▶ **Task input**
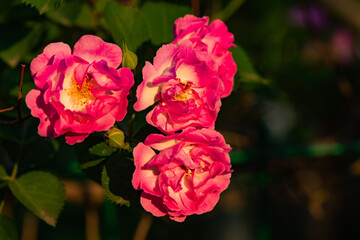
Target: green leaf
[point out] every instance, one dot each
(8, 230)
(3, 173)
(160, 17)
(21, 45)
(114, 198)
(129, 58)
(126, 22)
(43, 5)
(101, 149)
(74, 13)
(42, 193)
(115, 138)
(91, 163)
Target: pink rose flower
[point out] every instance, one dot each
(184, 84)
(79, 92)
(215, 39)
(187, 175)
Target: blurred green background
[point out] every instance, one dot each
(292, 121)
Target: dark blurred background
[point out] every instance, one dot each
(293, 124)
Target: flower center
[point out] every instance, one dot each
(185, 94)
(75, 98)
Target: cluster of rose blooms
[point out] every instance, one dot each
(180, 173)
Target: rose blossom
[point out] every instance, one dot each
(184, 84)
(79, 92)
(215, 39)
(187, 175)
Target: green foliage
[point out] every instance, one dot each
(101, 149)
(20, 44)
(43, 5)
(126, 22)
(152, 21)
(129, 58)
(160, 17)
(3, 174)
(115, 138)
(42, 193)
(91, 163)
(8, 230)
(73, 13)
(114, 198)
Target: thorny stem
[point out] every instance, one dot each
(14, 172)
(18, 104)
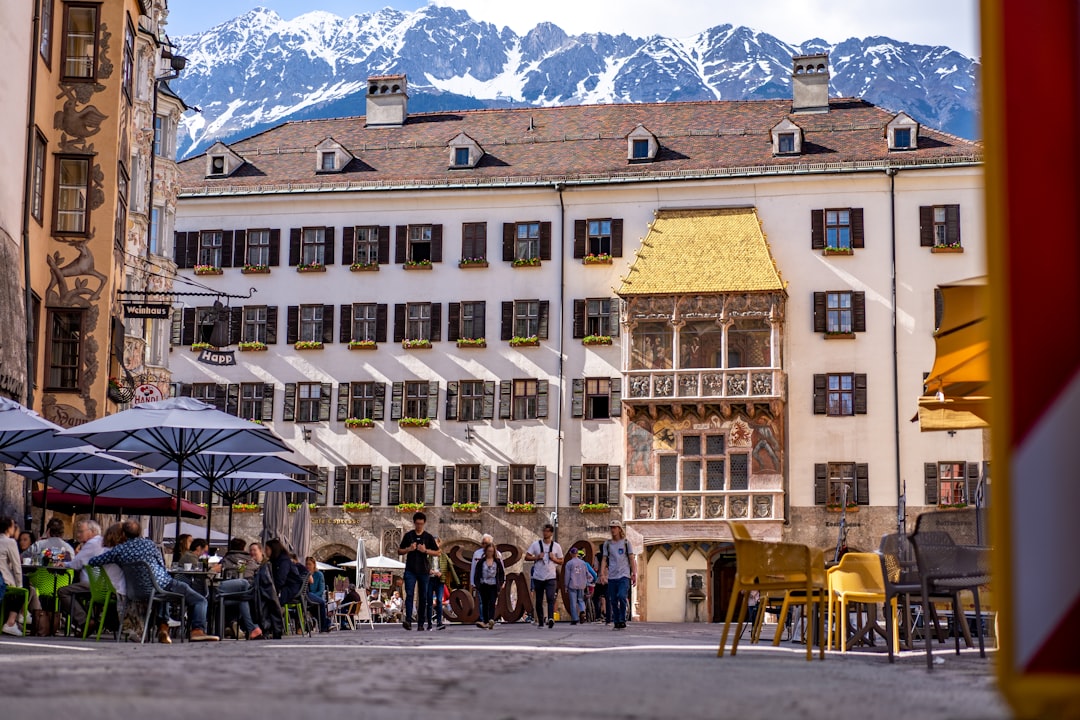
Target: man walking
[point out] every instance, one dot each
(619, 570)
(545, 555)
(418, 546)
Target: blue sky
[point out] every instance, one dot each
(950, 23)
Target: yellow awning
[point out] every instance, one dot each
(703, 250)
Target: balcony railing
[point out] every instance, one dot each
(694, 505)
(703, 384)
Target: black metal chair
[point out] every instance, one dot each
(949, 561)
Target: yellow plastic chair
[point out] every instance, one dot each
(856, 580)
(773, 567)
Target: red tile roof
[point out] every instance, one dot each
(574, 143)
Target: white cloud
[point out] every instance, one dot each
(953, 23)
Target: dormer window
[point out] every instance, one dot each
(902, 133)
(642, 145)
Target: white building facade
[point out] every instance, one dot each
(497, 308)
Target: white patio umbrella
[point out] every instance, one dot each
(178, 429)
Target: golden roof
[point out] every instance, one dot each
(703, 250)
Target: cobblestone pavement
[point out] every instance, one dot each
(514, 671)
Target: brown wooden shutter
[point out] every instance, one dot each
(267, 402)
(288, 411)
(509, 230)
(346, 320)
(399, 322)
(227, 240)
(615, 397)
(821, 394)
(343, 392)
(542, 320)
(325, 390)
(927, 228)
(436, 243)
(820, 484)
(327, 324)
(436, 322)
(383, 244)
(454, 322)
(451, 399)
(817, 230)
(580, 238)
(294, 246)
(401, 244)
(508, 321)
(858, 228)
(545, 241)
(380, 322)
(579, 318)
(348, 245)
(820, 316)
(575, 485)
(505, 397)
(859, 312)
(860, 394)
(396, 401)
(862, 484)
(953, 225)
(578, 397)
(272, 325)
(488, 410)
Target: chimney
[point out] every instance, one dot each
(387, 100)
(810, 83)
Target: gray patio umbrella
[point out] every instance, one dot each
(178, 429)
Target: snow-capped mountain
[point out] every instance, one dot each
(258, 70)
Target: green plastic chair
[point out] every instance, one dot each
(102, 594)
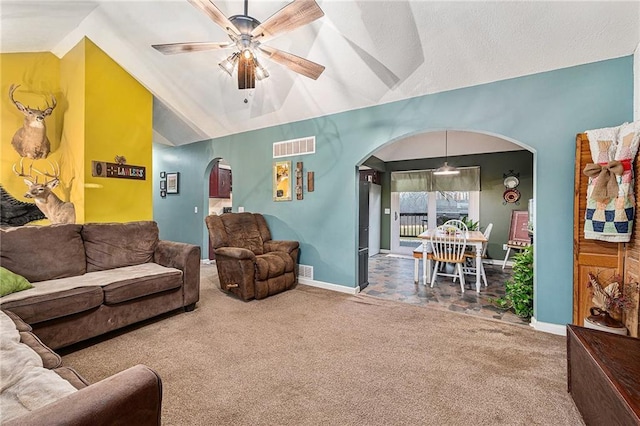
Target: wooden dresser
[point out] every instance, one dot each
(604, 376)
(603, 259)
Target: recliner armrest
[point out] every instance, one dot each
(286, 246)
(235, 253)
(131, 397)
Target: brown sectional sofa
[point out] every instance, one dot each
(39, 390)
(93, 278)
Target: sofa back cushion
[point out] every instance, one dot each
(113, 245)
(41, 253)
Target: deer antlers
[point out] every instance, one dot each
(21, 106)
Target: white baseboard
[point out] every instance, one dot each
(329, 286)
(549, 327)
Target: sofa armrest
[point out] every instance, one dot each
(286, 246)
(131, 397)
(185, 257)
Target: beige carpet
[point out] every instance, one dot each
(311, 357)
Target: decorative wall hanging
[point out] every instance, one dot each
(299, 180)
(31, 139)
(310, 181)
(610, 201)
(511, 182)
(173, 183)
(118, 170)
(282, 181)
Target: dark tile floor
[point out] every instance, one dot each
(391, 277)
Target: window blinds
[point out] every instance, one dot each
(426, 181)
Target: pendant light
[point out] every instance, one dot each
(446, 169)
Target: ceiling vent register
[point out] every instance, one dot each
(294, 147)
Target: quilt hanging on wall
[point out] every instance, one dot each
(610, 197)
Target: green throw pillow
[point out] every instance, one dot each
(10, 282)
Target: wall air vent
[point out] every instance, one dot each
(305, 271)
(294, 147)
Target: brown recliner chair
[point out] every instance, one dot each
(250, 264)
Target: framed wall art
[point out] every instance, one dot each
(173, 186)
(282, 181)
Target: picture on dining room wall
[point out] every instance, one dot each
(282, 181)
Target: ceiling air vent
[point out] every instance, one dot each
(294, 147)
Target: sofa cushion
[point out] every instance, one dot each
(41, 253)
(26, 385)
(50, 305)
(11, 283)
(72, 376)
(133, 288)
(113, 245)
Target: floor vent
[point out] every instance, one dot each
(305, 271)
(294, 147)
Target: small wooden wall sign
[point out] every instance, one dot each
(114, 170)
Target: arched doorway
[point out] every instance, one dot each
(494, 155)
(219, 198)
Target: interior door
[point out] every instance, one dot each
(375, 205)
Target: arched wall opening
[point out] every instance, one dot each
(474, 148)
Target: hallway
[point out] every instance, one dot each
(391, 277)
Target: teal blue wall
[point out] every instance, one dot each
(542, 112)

▶ **Aim of the task**
Restate all entries above exactly, but not the images.

▶ **Task solution**
Target: green leaf
[point out] every instance, one dot each
(8, 230)
(3, 173)
(160, 17)
(21, 45)
(114, 198)
(129, 58)
(126, 22)
(43, 5)
(101, 149)
(74, 13)
(42, 193)
(115, 138)
(91, 163)
Target: pink rose flower
[point out] every instance, one dot each
(184, 84)
(79, 92)
(215, 39)
(187, 175)
Target: blurred green background
[point out] every instance, one dot each
(292, 121)
Target: dark blurred background
[point out] every instance, one dot each
(293, 124)
Target: flower center
[point out] every instance, one dot each
(185, 94)
(75, 98)
Target: cluster of rose blooms
[point out] every instance, one dot each
(180, 173)
Target: rose blossom
[point out] every instance, one dot each
(184, 84)
(79, 92)
(215, 39)
(187, 175)
Target: green foliage
[point out] every instance, one dot each
(101, 149)
(20, 44)
(43, 5)
(126, 22)
(152, 21)
(129, 58)
(160, 17)
(3, 174)
(115, 138)
(42, 193)
(91, 163)
(8, 230)
(73, 13)
(114, 198)
Target: thorny stem
[point out] every instance, one dot each
(14, 172)
(18, 104)
Target: man walking
[point out] every instance, one dot each
(619, 570)
(545, 555)
(418, 546)
Target: blue sky
[point out] every instance, one dot each
(950, 23)
Target: yellow awning
[point out] every instance, one dot each
(703, 250)
Target: balcony railing
[point out] every instance, one dot each
(694, 505)
(703, 384)
Target: black metal chair
[point out] every instance, one dot each
(949, 561)
Target: yellow plastic chair
[point out] every instance, one dot each
(856, 580)
(773, 567)
Target: red tile roof
[point out] every instance, one dot each
(574, 143)
Target: white cloud
[point out] every instance, one dot each
(953, 23)
Target: dormer window
[point out] every instance, one dot each
(902, 133)
(642, 145)
Target: white building facade
[point out] every instance, one dot each
(497, 308)
Target: white patio umbrella
[point out] every instance, one dot each
(178, 429)
Target: golden roof
[point out] every instance, one dot each
(703, 250)
Target: cobblestone pavement
[point out] every instance, one dot each
(514, 671)
Target: brown wooden shutter
[point out] every instance, one dot each
(267, 402)
(288, 411)
(509, 230)
(346, 320)
(399, 322)
(227, 240)
(615, 397)
(821, 394)
(343, 392)
(542, 320)
(325, 390)
(927, 228)
(436, 243)
(820, 484)
(327, 324)
(436, 322)
(383, 244)
(454, 322)
(451, 399)
(817, 230)
(580, 238)
(294, 246)
(401, 244)
(508, 321)
(858, 228)
(545, 241)
(380, 322)
(579, 318)
(348, 245)
(820, 316)
(575, 485)
(505, 397)
(859, 312)
(860, 394)
(396, 401)
(862, 484)
(953, 225)
(578, 397)
(272, 325)
(488, 410)
Target: chimney
[point out] every instance, one dot each
(387, 100)
(810, 83)
Target: gray patio umbrella
[point out] every instance, one dot each
(178, 429)
Target: snow-capped mountain
[point out] every instance, one dot each
(258, 70)
Target: green plastic chair
[point out] every instance, one dot each
(102, 594)
Target: wooden dresser
[point out] every instance, one dot each
(604, 376)
(603, 259)
Target: recliner armrest
[point out] every instance, one dot each
(286, 246)
(235, 253)
(131, 397)
Target: brown sectional sofa
[point out] every instance, one dot each
(39, 390)
(93, 278)
Target: sofa back cushion
[point out] every instance, one dot each
(113, 245)
(41, 253)
Target: deer antlers
[point out] every instance, one dot each
(21, 106)
Target: white baseboard
[point out] every instance, one dot each
(329, 286)
(549, 327)
Target: sofa armrest
[point out] every instance, one dot each
(286, 246)
(131, 397)
(185, 257)
Target: beige carpet
[point out] every instance, one dot each
(311, 357)
Target: decorative wall hanging
[point out] every instance, one dot each
(299, 180)
(31, 139)
(310, 181)
(610, 201)
(511, 182)
(173, 183)
(118, 170)
(282, 181)
Target: dark tile floor
[point out] every instance, one dot each
(391, 277)
Target: window blinds
[point out] every instance, one dot each
(426, 181)
Target: pendant light
[point out] every instance, one dot each
(446, 169)
Target: ceiling vent register
[point out] every instance, one dot each
(294, 147)
Target: quilt hanging on wall
[point out] every instance, one dot each
(610, 197)
Target: green throw pillow
[point out] every instance, one dot each
(10, 282)
Target: wall air vent
[point out] every instance, one dot each
(305, 271)
(294, 147)
Target: brown recliner chair
[point out] every instance, one dot each
(250, 264)
Target: framed wall art
[point out] every instance, one dot each
(173, 186)
(282, 181)
Target: picture on dining room wall
[point out] every instance, one dot each
(282, 181)
Target: ceiling air vent
[point out] every instance, one dot each
(294, 147)
Target: sofa cushion
[point out] every instance, one dot each
(41, 253)
(26, 385)
(50, 305)
(11, 283)
(72, 376)
(133, 288)
(113, 245)
Target: floor vent
[point out] every instance, one dot each
(305, 271)
(294, 147)
Target: small wooden wall sign
[point out] every instance, one dot each
(114, 170)
Target: arched doorway
[point out] every instance, one dot each
(494, 155)
(219, 198)
Target: interior door
[point out] every instance, one dot each
(375, 205)
Target: arched wall opening
[point out] every instance, one dot each
(474, 148)
Target: hallway
[point out] every instance, one dot each
(391, 277)
Target: teal blue wall
[point out] every instance, one dot each
(542, 112)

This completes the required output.